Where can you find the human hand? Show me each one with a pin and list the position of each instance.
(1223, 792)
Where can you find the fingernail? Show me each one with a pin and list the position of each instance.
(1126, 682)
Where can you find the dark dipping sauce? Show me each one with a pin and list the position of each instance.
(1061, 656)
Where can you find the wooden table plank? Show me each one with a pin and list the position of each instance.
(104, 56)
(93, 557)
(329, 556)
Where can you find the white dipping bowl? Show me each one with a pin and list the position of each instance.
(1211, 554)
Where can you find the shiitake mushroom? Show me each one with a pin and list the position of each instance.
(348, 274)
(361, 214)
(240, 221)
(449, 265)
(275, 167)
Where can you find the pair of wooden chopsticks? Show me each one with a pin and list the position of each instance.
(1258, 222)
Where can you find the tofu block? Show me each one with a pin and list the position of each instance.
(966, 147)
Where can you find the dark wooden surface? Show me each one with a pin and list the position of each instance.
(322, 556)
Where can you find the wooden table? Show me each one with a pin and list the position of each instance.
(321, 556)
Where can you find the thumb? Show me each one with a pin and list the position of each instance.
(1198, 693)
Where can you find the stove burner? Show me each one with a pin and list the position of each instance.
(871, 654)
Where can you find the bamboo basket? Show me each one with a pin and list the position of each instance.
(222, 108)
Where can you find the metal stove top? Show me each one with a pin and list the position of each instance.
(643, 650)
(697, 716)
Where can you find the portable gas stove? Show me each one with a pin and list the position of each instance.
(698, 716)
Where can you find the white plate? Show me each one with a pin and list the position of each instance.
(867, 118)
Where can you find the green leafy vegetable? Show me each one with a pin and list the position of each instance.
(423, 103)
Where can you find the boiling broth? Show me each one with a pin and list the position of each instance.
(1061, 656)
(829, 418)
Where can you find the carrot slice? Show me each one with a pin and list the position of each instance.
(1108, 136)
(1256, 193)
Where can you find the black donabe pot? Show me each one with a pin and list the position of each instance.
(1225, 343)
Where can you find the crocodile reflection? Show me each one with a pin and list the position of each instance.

REQUIRED ACTION
The data above should be reproduced in full and exactly.

RESULT
Where can you find the human hand? Show me each one with a pin and list the position of each instance.
(1223, 792)
Where can you find the fingernail? Show me each one with a pin and list the position of each instance.
(1126, 682)
Where can you find the dark dipping sauce? Show me each one with a pin and list the position of each instance.
(1061, 656)
Where can you find the wooden table plank? Show me each one with a pin and list the position of each instance.
(104, 56)
(93, 557)
(329, 556)
Where can you find the white dipping bowl? Show me each one with a pin and list the position of each instance.
(1211, 554)
Where can you find the shiitake mushroom? Show me each one with a pin and list the position of each instance.
(348, 274)
(361, 214)
(240, 221)
(449, 265)
(275, 167)
Where can you find the pair of wooden chopsticks? Show me each one with a pin and list the position of each instance.
(1258, 222)
Where can you find the tofu block? Show me each one with a pin and list the position of each instance.
(966, 147)
Where can you find the dark wooden surface? Show me each one with a pin and list the position of each instance.
(322, 556)
Where can you find the wooden table? Show me each one with a pin and list the position of each instance.
(321, 556)
Where can you find the thumb? Show me each one with a pin and list the position of each instance.
(1198, 693)
Where can you find the stove burner? Show me each one with a pin and list the position of each instance.
(871, 654)
Where can you find the bamboo basket? Show me each one with a pin and list the position of each instance.
(222, 108)
Where can you find the metal stove top? Show me each one with a pin and list the position of each instance.
(643, 650)
(697, 716)
Where can you find the portable gas stove? Show me each one with a pin and list the position of each instance.
(698, 716)
Where can you find the white plate? Show me each one with a pin and list the position of each instance.
(867, 118)
Where can you find the green leafy vegetable? Show me each one with a pin and list the position of each instance.
(423, 103)
Where can you find the boiling broth? Show me each one with a pin and list the position of each instance.
(1061, 656)
(829, 418)
Where can you find the carrot slice? Show me each one with a pin and list the position of each instance.
(1108, 136)
(1256, 193)
Where can you find the black donabe pot? Show me each one with a pin and list the position of each instance.
(1225, 343)
Where can you find the crocodile reflection? Show me each one with a pin and list the position of each instance.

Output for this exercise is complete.